• _To be done_
Show every line of the records that contains the string "tarp". Case counts.

• _Material provided_
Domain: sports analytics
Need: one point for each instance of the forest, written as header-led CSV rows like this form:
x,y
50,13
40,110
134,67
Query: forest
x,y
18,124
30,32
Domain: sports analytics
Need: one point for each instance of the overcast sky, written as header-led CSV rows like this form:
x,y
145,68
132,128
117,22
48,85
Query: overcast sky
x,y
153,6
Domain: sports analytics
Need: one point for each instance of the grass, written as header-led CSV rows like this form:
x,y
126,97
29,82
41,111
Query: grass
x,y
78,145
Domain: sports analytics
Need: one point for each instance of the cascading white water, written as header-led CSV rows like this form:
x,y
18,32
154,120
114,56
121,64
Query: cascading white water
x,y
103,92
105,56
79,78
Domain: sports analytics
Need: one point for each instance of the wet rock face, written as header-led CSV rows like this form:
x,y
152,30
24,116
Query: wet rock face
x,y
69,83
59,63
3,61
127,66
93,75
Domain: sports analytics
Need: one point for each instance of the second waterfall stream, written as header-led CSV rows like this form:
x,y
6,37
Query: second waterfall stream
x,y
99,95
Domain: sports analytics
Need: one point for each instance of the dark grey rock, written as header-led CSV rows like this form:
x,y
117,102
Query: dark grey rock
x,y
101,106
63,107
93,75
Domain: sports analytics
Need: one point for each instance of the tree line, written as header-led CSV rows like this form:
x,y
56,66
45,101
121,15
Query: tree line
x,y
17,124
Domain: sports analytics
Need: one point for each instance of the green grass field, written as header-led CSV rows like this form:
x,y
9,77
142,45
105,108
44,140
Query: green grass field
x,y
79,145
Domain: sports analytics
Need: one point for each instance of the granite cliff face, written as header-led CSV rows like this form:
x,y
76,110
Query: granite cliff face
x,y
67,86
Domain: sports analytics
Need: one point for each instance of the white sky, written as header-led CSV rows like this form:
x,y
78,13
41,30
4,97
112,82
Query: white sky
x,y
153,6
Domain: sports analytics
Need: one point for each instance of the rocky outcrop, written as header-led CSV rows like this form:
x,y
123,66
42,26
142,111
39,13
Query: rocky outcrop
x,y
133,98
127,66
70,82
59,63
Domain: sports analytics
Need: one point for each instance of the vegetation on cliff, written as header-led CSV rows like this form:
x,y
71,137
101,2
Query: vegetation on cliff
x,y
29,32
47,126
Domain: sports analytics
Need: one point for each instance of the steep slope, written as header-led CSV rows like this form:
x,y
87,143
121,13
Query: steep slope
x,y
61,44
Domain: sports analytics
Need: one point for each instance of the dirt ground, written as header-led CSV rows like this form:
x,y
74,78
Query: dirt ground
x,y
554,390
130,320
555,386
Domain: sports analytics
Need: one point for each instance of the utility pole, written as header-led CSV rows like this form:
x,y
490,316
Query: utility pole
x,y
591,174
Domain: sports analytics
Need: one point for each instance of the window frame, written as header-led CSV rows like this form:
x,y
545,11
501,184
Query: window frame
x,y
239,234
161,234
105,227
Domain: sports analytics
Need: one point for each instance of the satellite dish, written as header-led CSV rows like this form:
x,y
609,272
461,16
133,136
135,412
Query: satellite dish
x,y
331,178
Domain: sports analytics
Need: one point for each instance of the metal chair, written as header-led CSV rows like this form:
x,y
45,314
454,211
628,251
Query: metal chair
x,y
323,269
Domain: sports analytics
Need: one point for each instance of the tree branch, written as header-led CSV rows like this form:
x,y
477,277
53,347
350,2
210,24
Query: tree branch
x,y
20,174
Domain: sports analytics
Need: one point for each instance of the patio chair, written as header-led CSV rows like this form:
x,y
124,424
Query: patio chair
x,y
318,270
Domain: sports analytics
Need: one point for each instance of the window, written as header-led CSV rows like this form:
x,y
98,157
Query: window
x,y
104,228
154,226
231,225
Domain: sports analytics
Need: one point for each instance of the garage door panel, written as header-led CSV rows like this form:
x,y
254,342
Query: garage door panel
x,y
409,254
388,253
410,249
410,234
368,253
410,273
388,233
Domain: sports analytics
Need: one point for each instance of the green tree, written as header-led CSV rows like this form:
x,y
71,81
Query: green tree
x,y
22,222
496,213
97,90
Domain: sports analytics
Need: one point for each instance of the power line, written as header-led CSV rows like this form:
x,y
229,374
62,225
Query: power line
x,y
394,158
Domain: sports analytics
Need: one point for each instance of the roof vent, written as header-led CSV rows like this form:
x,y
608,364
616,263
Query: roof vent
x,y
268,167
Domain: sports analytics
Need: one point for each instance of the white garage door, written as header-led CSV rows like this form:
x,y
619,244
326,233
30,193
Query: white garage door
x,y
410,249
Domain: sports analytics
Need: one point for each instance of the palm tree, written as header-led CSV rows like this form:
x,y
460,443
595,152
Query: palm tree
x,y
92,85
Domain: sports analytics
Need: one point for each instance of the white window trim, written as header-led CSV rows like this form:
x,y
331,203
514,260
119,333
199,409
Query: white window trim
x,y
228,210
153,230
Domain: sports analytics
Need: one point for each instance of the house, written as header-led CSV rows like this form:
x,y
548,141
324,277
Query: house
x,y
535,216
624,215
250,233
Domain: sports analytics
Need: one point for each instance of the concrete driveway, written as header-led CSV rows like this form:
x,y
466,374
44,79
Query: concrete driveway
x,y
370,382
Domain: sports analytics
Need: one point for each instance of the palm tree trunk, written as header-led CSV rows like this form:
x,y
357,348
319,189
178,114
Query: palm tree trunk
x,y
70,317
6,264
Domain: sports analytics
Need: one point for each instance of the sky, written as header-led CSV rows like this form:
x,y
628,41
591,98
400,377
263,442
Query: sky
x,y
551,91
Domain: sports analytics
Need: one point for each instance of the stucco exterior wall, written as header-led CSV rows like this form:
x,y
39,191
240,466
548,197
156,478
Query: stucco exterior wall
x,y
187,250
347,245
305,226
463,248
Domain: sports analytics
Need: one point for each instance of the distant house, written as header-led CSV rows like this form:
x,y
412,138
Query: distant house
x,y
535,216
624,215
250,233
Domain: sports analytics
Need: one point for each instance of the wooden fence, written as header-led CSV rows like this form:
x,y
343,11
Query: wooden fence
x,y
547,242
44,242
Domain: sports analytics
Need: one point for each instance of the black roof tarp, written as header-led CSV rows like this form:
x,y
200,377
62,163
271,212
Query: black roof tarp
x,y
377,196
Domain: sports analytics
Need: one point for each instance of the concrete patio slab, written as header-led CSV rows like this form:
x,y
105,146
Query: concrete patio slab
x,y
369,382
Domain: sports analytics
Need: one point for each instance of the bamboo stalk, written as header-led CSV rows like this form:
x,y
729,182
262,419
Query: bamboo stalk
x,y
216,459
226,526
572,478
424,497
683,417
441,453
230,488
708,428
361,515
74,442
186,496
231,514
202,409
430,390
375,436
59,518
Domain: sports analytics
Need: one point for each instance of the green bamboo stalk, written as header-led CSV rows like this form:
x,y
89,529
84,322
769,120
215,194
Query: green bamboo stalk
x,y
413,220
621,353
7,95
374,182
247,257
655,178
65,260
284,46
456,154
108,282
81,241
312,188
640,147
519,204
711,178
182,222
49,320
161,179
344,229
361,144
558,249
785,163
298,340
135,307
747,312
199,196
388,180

• _Task result_
Need: one point for each instance of the black roof tarp, written as header-led CSV rows like this form:
Query: black roof tarp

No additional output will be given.